▸ **Estratto**
● ● ● ● ●

Ispezioni a parte, anche le ultime due modalità di controllo sono ormai decadute. Nel corso dell’audizione alla sottocommissione Forze strategiche, infatti, l’assistente segretario della Difesa ha annunciato che i russi, a seguito di colloqui diplomatici intercorsi il giorno prima, hanno dichiarato di non voler trasmettere neppure il report semestrale con i dettagli numerici e tecnico-operativi di vettori e testate. In sostanza, da parte russa, viene a mancare qualsiasi forma di accertamento sul rispetto delle clausole del trattato.

A causa di questa postura politico-strategica, col fine dichiarato di riportare i russi al rispetto dell’accordo, gli Stati Uniti hanno deciso di non trasmettere il report semestrale di loro competenza, il cui invio era previsto entro la fine del mese di marzo. Per ora, la Casa Bianca sembrerebbe orientata a non rispettare solo questa scadenza: non è stato specificato, infatti, se questa misura sia definitiva o provvisoria. Inoltre, le notifiche contenenti aggiornamenti sullo stato di vettori, basi e testate, continueranno ad essere trasmesse quotidianamente al Cremlino.

Washington ha voluto lanciare un segnale a Mosca, dimostrando che gli Stati Uniti non sono disposti a rispettare unilateralmente l’accordo anche perché, col tempo, nulla esclude che possano crearsi pericolosi squilibri strategici, con inevitabili rischi alla difesa e sicurezza dell’area euroatlantica (deterrenza Nato).

La notizia dell’inadempimento russo al trattato Start cade in un momento di rinnovata escalation nucleare in Europa, dovuta al trasferimento, previsto per luglio, di testate atomiche in Bielorussia. Quest’ultima decisione è stata annunciata pochi giorni dopo la visita del Presidente cinese Xi Jinping a Mosca. Nulla esclude che la nuova postura nucleare russa sia in qualche modo influenzata, o apertamente sostenuta, da Pechino. Ciò vale, soprattutto, per la tenuta del trattato Start.

Tra le due parti dell’accordo, la Federazione Russa è stata quella più propensa al rinnovo (validità estesa sino a febbraio 2026). Lascia pertanto quantomeno perplessi l’atteggiamento del Cremlino degli ultimi mesi: dopo essersi fortemente impegnato per il prolungamento del trattato, esso non rispetta più alcuna clausola di verifica e controllo, decretando di fatto, per parte russa, la sua fine.

● ● ● ● ●

(Voci di dati)
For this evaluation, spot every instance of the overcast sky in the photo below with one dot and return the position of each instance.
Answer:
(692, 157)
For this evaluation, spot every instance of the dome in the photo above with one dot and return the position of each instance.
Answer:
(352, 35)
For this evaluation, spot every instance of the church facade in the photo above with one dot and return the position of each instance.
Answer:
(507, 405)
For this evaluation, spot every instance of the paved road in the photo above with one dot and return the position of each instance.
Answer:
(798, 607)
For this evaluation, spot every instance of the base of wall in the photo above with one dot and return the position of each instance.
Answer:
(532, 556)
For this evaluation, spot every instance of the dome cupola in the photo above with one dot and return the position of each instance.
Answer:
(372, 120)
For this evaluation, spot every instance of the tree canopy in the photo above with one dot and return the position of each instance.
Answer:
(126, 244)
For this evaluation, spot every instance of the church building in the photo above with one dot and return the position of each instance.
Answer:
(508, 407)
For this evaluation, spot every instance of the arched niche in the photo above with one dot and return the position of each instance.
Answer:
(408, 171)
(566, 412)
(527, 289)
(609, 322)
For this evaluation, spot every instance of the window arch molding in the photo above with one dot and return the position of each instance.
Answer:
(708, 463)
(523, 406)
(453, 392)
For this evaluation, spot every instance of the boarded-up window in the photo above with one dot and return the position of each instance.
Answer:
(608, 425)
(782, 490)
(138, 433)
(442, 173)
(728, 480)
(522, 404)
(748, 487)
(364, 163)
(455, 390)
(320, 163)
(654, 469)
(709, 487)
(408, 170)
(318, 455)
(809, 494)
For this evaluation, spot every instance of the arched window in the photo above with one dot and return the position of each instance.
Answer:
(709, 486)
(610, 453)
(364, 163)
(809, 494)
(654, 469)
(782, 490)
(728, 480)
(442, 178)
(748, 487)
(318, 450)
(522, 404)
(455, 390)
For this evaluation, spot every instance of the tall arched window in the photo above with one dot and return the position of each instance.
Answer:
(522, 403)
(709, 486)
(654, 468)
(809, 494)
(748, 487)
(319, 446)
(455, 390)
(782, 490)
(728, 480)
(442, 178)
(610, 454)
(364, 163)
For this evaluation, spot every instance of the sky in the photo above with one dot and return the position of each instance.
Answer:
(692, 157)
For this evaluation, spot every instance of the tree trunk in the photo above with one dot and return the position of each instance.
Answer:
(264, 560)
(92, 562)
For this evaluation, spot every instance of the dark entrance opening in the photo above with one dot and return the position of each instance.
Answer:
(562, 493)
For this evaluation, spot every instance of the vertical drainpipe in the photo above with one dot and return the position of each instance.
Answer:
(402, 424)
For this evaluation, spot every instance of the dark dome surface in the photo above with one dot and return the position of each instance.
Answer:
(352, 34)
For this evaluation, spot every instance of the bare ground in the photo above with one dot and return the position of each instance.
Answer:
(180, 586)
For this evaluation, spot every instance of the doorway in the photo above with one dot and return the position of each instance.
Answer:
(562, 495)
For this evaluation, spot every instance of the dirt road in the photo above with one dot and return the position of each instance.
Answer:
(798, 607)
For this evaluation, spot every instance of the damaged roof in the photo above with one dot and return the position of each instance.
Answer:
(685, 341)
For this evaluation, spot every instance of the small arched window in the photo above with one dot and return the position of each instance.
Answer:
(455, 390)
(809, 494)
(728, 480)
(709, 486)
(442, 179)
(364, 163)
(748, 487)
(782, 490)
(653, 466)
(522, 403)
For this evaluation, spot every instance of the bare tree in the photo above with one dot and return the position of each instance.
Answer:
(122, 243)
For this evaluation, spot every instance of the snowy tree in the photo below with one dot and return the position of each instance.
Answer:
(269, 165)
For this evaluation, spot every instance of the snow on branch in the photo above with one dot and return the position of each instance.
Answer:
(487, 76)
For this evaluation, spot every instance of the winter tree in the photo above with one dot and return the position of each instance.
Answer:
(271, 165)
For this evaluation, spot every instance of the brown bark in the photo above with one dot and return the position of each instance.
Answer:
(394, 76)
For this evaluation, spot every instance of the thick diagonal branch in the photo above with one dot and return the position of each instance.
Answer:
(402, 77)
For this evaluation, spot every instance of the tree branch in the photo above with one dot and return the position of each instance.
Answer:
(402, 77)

● ● ● ● ●

▸ **Istruzioni**
1. Risponda in base all'estratto:
(a) Entro quando gli Stati Uniti avrebbero dovuto inviare il proprio report semestrale?
(b) In quale mese è previsto il trasferimento di testate atomiche in Bielorussia?
(c) Fino a quando è stata estesa la validità dell'accordo?
2. Elenchi tutte le città menzionate nell'estratto.
3. Riproduca fedelmente il passo dell'estratto che inizia con "Tra le due parti" e termina con "la sua fine.".
I dati provengono da una fonte diversa.

▸ **Risposte**
1.
(a) Entro la fine del mese di marzo.
(b) A luglio.
(c) Fino a febbraio 2026.

2. Washington, Mosca, Pechino

3.
Tra le due parti dell’accordo, la Federazione Russa è stata quella più propensa al rinnovo (validità estesa sino a febbraio 2026). Lascia pertanto quantomeno perplessi l’atteggiamento del Cremlino degli ultimi mesi: dopo essersi fortemente impegnato per il prolungamento del trattato, esso non rispetta più alcuna clausola di verifica e controllo, decretando di fatto, per parte russa, la sua fine.